Given records.
• • • •
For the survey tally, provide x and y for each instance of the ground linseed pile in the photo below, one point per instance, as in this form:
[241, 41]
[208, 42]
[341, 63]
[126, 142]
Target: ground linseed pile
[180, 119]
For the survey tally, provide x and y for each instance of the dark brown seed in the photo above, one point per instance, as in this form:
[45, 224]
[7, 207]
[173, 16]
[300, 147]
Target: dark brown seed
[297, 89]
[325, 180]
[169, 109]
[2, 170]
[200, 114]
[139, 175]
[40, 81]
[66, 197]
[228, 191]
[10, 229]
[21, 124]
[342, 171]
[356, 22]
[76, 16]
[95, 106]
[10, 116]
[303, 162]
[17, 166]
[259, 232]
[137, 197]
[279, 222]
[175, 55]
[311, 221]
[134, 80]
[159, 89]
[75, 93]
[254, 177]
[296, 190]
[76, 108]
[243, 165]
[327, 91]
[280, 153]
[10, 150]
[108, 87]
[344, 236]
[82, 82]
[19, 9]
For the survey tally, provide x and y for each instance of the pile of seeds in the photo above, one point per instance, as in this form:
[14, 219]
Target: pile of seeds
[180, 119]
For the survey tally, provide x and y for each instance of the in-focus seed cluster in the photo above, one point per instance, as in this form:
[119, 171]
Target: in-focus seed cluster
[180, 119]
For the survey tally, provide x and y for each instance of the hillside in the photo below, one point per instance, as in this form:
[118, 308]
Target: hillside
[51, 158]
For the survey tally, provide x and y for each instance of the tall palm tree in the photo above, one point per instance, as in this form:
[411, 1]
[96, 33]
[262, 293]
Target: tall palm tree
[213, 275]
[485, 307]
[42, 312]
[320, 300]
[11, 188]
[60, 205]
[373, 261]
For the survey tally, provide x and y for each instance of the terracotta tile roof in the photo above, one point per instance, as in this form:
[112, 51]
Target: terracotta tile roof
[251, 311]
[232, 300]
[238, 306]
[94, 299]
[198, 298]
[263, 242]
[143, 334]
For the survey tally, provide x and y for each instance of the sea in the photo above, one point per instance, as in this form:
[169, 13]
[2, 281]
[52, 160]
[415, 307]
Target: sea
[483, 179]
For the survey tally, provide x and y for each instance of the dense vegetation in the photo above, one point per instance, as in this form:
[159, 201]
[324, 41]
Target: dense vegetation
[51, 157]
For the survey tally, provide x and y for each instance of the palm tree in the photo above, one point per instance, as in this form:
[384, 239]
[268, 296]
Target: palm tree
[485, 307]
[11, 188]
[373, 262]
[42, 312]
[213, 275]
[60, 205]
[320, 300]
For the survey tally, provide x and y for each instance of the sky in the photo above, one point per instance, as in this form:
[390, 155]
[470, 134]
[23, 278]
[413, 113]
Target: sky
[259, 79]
• • • •
Set task. Can you give every line of the listing above as a numbered list, leaving out any blank lines?

Completed task.
1. For the survey tally, provide x and y for each instance of the ground linseed pile in the photo below, one point per instance, as in this form:
2. [241, 41]
3. [208, 42]
4. [341, 63]
5. [126, 142]
6. Target: ground linseed pile
7. [180, 119]
8. For the survey tally, provide x and y for each instance of the dark brown seed in the photo above, one point per instance, as in this form:
9. [45, 224]
10. [7, 207]
11. [173, 16]
12. [300, 147]
13. Target: dark brown seed
14. [297, 89]
15. [325, 180]
16. [169, 109]
17. [2, 170]
18. [200, 114]
19. [139, 175]
20. [40, 81]
21. [66, 197]
22. [228, 191]
23. [10, 229]
24. [21, 124]
25. [342, 171]
26. [356, 22]
27. [76, 16]
28. [95, 106]
29. [10, 116]
30. [303, 162]
31. [17, 166]
32. [259, 232]
33. [137, 197]
34. [279, 222]
35. [175, 55]
36. [311, 221]
37. [134, 80]
38. [159, 89]
39. [75, 93]
40. [254, 177]
41. [296, 190]
42. [76, 108]
43. [243, 165]
44. [327, 91]
45. [280, 153]
46. [10, 150]
47. [108, 87]
48. [344, 236]
49. [82, 82]
50. [19, 9]
51. For the survey tally, provide x and y for each instance of the pile of seeds in the photo above, one point per instance, as in this form:
52. [14, 219]
53. Target: pile of seeds
54. [180, 119]
55. For the survey tally, provide x and y for each instance of the in-focus seed cluster in the photo above, one point per instance, as in this form:
56. [119, 171]
57. Target: in-focus seed cluster
58. [180, 119]
59. For the survey tally, provide x and y for each instance of the hillside in the photo below, one point per instance, as in this form:
60. [118, 308]
61. Target: hillside
62. [51, 158]
63. For the survey tally, provide x and y for each instance of the tall palm tree in the photo above, one point per instance, as in this form:
64. [411, 1]
65. [96, 33]
66. [262, 293]
67. Target: tall palm tree
68. [213, 275]
69. [485, 307]
70. [42, 312]
71. [320, 300]
72. [11, 188]
73. [60, 205]
74. [373, 261]
75. For the survey tally, provide x and y for each instance of the terracotta tile roof in the photo above, one point per instance, as in this form:
76. [112, 51]
77. Target: terracotta tile roof
78. [251, 311]
79. [232, 300]
80. [238, 306]
81. [94, 299]
82. [198, 298]
83. [263, 242]
84. [143, 334]
85. For the survey tally, provide x and y for each instance of the sea in the photo above, one point per instance, as in this form:
86. [169, 13]
87. [2, 281]
88. [52, 160]
89. [415, 307]
90. Target: sea
91. [483, 179]
92. For the survey tally, provide x and y for each instance of the dense vegetation in the photo above, one point per instance, as in this form:
93. [159, 201]
94. [324, 41]
95. Target: dense vegetation
96. [51, 157]
97. For the survey tally, provide x and y for each instance of the palm tree in the photo above, one point per instance, as in this form:
98. [384, 239]
99. [268, 296]
100. Target: palm tree
101. [485, 307]
102. [11, 188]
103. [373, 262]
104. [42, 312]
105. [213, 275]
106. [60, 205]
107. [320, 300]
108. For the survey tally, provide x and y for each instance of the sky in the photo above, one point per instance, as in this form:
109. [390, 155]
110. [470, 134]
111. [23, 278]
112. [413, 113]
113. Target: sky
114. [259, 79]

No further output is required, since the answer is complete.